Errorless Learning: When the Learner is Always Right…
Little Star Center (LSC) — created by a family of a child with autism — was the first in Indiana to employ Applied Behavior Analysis (ABA) treatment, which has long been considered the most effective intervention method for children with autism. ABA features several instructional approaches for consideration when developing a learner’s personal program. One of the ABA evidence-based procedures used by the Little Star clinical team is ‘errorless learning’ or ‘errorless teaching.’ Errorless learning is a strategy to ensure independence in the learner and foster success by systematically fading out assistance. Learners (or all people, actually) , at times, become frustrated or discouraged if they make a mistake and may hesitate to try a skill again. Or, the learner learns a skill incorrectly, which then needs to be corrected. Frequently making errors or being asked to do work that is too difficult may provoke problem behavior such as tantrums, aggression or self-injury.
Errorless learning is the technique of making sure the learner provides the right answer to a question every time, reducing or eliminating mistakes. A key element of errorless teaching is the therapist prompting the answer when the learner appears uncertain; increasing the likelihood the learner makes the correct response. Prompts are extra cues or hints to help the learner know what to do in a particular situation or time (including physical assistance, pointing, demonstrating, showing a picture, writing a checklist, or asking what the learner wants). In addition to prompts, errorless learning uses positive reinforcement to assure the skill is performed again.

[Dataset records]
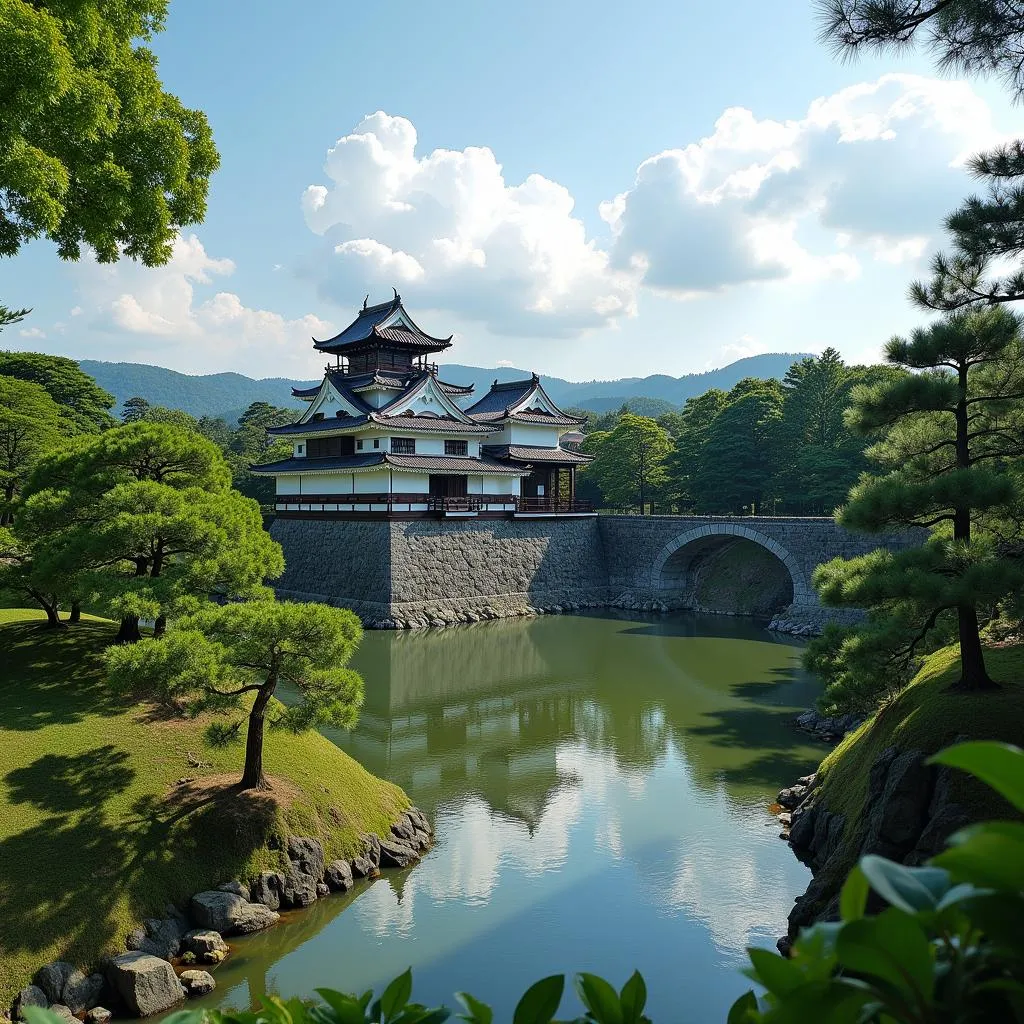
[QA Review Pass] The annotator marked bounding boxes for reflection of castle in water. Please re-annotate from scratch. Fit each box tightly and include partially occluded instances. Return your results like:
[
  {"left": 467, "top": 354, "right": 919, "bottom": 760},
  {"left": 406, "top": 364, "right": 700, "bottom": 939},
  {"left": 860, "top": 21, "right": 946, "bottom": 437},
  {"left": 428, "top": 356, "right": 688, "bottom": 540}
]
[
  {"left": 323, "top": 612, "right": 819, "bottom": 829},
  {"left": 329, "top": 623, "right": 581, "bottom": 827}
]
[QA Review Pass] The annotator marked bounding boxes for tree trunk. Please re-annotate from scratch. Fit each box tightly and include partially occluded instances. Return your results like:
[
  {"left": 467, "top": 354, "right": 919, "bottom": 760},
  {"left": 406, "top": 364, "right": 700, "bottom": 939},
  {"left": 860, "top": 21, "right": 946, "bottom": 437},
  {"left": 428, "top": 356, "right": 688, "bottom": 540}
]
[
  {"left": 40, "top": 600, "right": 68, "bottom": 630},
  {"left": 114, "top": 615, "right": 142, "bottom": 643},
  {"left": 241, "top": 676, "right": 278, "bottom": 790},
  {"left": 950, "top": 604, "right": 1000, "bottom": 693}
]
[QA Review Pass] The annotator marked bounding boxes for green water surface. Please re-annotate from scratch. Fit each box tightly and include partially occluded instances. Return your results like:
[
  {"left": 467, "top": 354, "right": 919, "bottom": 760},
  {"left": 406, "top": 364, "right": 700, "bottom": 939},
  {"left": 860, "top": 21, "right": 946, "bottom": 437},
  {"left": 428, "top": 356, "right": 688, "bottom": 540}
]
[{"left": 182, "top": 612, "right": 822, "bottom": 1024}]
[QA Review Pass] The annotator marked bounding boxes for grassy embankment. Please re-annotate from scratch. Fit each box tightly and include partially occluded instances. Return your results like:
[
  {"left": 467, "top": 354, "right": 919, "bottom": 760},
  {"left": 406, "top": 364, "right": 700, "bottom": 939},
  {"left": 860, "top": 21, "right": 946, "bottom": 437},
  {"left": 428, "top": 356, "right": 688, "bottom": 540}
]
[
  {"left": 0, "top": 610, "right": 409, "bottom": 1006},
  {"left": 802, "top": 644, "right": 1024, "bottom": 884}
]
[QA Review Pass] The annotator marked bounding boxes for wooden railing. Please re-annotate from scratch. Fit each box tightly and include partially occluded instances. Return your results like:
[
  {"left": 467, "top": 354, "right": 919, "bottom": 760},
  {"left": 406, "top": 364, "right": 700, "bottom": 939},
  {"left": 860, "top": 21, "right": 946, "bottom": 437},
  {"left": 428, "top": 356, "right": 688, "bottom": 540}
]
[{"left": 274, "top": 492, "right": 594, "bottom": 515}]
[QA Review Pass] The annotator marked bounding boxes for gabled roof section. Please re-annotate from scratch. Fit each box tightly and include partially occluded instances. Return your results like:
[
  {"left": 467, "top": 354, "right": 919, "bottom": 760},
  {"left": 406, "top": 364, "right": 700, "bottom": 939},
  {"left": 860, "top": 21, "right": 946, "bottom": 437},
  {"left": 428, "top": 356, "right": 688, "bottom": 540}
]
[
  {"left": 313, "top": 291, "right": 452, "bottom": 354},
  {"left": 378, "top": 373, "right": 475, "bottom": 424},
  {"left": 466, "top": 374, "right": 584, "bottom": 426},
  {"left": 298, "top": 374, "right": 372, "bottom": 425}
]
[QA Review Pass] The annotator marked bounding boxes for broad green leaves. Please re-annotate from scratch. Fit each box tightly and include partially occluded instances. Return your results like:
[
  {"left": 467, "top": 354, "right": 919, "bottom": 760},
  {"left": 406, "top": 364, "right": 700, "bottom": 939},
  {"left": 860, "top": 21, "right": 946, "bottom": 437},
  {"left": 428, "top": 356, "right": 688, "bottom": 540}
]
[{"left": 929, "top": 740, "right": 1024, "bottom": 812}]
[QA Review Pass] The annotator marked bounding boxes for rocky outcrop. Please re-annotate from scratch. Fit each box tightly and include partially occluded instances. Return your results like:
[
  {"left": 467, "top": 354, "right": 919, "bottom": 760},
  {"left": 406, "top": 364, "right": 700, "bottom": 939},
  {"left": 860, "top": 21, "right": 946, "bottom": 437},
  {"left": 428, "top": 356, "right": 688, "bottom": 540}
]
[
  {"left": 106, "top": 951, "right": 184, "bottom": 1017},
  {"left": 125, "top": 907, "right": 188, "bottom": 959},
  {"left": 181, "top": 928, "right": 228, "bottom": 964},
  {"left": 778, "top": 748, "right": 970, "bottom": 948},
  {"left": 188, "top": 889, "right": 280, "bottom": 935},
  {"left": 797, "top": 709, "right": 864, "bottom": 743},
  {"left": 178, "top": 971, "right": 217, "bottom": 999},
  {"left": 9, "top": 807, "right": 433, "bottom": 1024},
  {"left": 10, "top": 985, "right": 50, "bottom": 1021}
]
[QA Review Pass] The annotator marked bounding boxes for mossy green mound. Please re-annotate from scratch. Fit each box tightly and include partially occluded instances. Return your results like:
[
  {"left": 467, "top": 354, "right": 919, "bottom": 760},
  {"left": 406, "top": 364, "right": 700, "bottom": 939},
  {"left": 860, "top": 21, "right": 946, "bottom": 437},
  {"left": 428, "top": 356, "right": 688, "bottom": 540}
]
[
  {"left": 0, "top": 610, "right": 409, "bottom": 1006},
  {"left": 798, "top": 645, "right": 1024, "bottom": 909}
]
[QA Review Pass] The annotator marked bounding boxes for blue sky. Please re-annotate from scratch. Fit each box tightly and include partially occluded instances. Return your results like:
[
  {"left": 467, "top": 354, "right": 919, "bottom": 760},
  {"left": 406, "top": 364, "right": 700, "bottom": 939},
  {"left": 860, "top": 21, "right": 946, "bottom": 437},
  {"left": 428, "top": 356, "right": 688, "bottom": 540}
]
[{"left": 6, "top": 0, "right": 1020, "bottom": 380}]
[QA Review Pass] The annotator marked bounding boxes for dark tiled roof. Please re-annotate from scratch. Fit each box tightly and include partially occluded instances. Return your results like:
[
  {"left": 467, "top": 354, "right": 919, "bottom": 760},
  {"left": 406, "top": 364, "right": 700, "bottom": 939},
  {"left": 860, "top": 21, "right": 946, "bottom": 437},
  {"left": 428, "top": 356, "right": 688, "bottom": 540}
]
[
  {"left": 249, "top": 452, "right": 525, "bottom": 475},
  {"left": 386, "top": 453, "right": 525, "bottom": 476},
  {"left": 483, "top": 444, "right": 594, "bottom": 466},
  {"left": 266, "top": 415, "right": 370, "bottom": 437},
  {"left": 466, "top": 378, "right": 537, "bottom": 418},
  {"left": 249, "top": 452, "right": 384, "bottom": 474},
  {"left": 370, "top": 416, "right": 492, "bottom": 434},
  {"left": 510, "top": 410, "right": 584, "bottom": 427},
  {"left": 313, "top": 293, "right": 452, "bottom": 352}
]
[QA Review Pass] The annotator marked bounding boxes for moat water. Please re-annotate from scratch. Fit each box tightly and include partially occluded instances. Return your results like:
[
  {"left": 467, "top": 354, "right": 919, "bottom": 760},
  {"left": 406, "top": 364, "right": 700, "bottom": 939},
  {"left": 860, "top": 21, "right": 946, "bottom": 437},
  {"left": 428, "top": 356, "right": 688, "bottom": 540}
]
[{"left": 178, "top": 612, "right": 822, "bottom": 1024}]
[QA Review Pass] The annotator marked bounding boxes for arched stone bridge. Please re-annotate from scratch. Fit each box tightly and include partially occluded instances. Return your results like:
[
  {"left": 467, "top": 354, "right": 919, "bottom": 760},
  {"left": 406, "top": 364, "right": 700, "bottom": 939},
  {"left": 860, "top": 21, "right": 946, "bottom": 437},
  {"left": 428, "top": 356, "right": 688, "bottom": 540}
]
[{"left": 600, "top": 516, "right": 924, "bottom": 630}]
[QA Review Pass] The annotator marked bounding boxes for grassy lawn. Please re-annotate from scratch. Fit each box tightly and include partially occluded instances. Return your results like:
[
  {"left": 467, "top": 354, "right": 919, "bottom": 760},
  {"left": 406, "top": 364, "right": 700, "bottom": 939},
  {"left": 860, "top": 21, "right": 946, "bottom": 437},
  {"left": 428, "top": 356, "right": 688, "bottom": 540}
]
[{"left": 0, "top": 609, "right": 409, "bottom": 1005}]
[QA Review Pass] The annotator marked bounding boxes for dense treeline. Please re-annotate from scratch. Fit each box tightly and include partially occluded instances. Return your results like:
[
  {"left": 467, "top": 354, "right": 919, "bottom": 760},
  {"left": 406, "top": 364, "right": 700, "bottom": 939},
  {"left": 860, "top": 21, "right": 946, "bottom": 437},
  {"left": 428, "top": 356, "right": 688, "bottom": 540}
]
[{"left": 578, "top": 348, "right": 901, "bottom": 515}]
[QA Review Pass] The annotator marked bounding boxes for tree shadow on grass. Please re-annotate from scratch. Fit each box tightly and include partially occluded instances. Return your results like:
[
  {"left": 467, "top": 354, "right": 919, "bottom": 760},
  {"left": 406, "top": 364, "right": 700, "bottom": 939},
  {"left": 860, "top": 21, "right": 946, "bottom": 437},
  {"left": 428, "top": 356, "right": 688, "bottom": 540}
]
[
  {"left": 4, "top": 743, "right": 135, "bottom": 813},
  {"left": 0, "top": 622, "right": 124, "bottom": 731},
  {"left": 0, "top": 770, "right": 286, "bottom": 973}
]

*What this exercise asks*.
1/ Condense the paragraph of the errorless learning text that begins "Errorless learning is the technique" into a bulleted list that retains its main facts.
2/ Extend the text on errorless learning, picking up after its final sentence.

*Answers to the exercise*.
1/
- Errorless learning ensures the learner gives the right answer every time, reducing or eliminating mistakes.
- A key element is the therapist prompting the answer when the learner seems uncertain, making a correct response more likely.
- Prompts are extra cues or hints that help the learner know what to do in a given situation or time, such as physical assistance, pointing, demonstrating, showing a picture, writing a checklist, or asking what the learner wants.
- Errorless learning also uses positive reinforcement so that the skill is performed again.

2/
The process at Little Star sometimes involves flashcards with pictures or words on them or pointing to something. The learner is asked to identify the appropriate item, by matching, selecting or naming it. If the learner hesitates in responding, the therapist prompts him/her as many times as needed for the learner to understand what is required. The therapist monitors how often the learner needs prompting and how often he/she responds unaided in order to determine when to decrease prompting.
If the learner makes an error during the process of learning something new, the therapist does not make negative comments, nor provide reinforcement or reward. In these cases, the therapist withholds reinforcement and presents the instruction again providing an immediate full prompt of the correct answer or presents a new instruction.
As the learner performs the targeted skill independently, the therapist reduces prompting. Once the learner has mastered the skill, it is revisited periodically for maintenance purposes and the process begins again with a new skill.